**SUPPLIED PASSAGE**:
========
Consumer Reports uses the USDA pesticide surveillance data – they do not conduct primary research. They then take these surveillance data and create their own “analysis,” functionally ignoring the scientific consensus of EPA, USDA, and numerous other credible scientific organizations.

Sound familiar? Yes, it’s a very similar tactic to what the Environmental Working Group does when creating their “Dirty Dozen list” (which I discussed here).

In their summary of their assessment, they note that the Alliance for Food and Farming pointed out to them that 99.5% of the produce items they tested were well below the maximum residue levels set by the EPA. Then they follow it with “well we think those levels are too high,” so we toss that out and create our own ranking.

Based on what? Based on nothing. There is no scientific basis for doing this, other than to undermine the scientific and regulatory agencies that are doing incredibly tireless and important work.

Consumer Reports takes the values from the USDA and creates their own “Food System-Dietary Risk Index” (FS-DRI) which is based on flawed methodology:

The Consumer Reports Food System-Dietary Risk Index is completely flawed and created to scare people

Their methodology in reporting ‘high risk produce’ is based on the aggregate levels of residues and number of different conventional pesticide residues while omitting any samples that had zero pesticides detected. That is called data manipulation, folks.

1. They add all of the different trace levels of pesticides together to create an “aggregate” dietary risk score.

This is absolutely absurd, considering that pesticides encompass countless different substances with different mechanisms of action. Their methodology means that if USDA surveillance detects trace levels of a plant growth regulator, a fungicide, and an insecticide on a given produce item, they all get added together with regard to level of pesticide in Consumer Reports’ analysis.
========
(Dataset items)

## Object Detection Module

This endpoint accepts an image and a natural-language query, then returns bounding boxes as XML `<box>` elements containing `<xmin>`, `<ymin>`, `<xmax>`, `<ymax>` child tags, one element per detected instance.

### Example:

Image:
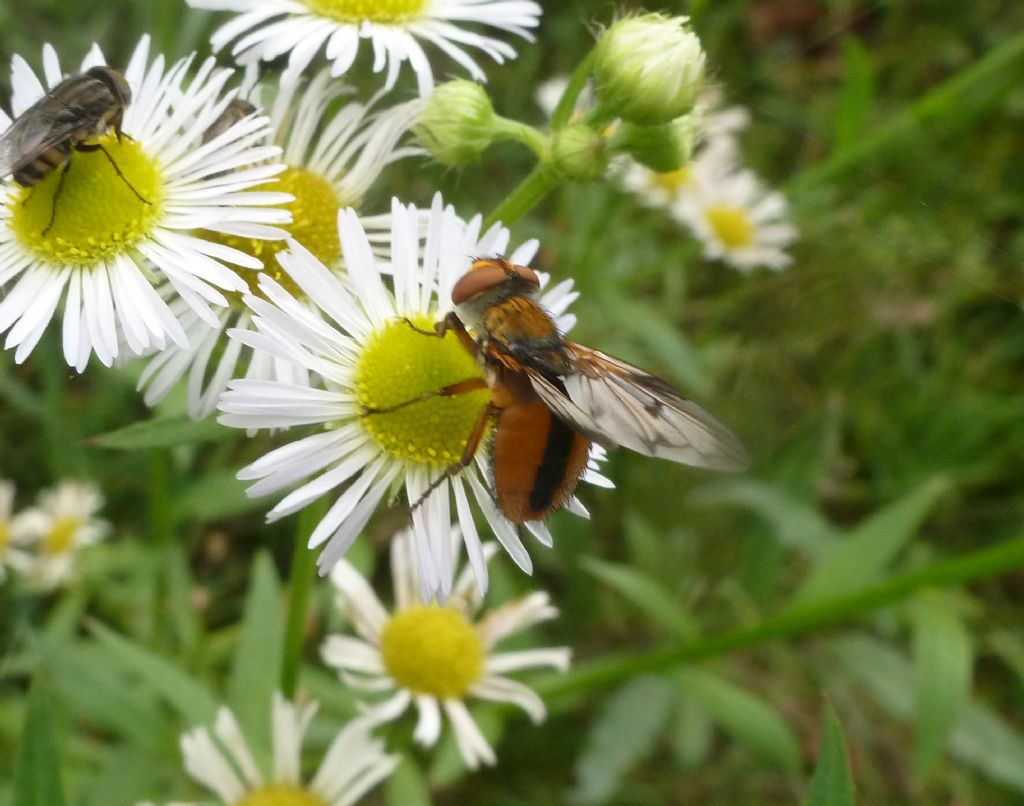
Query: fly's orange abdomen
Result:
========
**GOALS**:
- A) Reproduce the passage on Consumer Reports' pesticide analysis from "Consumer Reports uses" up to and including "I discussed here).".
- B) List every organization named in the passage on Consumer Reports' pesticide analysis.

**RESULTS FOR THE EXERCISE**:
- A)
Consumer Reports uses the USDA pesticide surveillance data – they do not conduct primary research. They then take these surveillance data and create their own “analysis,” functionally ignoring the scientific consensus of EPA, USDA, and numerous other credible scientific organizations.

Sound familiar? Yes, it’s a very similar tactic to what the Environmental Working Group does when creating their “Dirty Dozen list” (which I discussed here).

- B)
- Consumer Reports
- USDA
- EPA
- Environmental Working Group
- Alliance for Food and Farming